• Action item
Could you write out, word for word, each line from the one containing "twig in this photo." to the last line of the data below, both included and nothing more?

• Available data
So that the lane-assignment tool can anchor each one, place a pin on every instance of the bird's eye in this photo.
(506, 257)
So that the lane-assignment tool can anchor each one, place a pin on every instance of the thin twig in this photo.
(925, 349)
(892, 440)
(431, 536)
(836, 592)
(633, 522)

• Finished exercise
So that the lane-assignment tool can anchor each one, place a pin on every instance of the thin twig in this photo.
(925, 349)
(892, 440)
(431, 536)
(836, 592)
(633, 522)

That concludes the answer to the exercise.